### INSTRUCTIONS TO FOLLOW
Nothing before the line containing "Acceptance check — pointer output." belongs in the answer; quote that line and all lines after it through the end of the material, word for word.

□ □ □

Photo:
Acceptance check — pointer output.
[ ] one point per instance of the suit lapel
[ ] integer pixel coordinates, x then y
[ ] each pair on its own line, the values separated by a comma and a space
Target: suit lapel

□ □ □

### SOLUTION TO THE EXERCISE
Acceptance check — pointer output.
[ ] one point per instance of the suit lapel
[ ] integer pixel coordinates, x then y
[ ] each pair on its own line, the values separated by a comma and a space
Target: suit lapel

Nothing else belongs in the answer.